- _ENREGISTREMENTS FOURNIS_
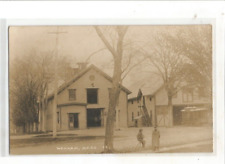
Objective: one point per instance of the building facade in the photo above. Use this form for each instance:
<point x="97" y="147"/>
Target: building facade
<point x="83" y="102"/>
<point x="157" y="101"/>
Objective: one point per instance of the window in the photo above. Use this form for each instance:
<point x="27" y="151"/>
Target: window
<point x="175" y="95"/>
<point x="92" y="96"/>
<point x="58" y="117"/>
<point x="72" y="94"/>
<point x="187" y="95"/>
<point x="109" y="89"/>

* * *

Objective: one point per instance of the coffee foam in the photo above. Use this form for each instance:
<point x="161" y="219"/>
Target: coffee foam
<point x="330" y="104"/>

- _TÂCHE À RÉALISER_
Relevez, s'il vous plaît, toutes les lignes des enregistrements qui contiennent le mot « building », en les recopiant telles quelles.

- _CORRIGÉ DE L'EXERCICE_
Objective: one point per instance of the building facade in the photo above. Use this form for each instance:
Target: building facade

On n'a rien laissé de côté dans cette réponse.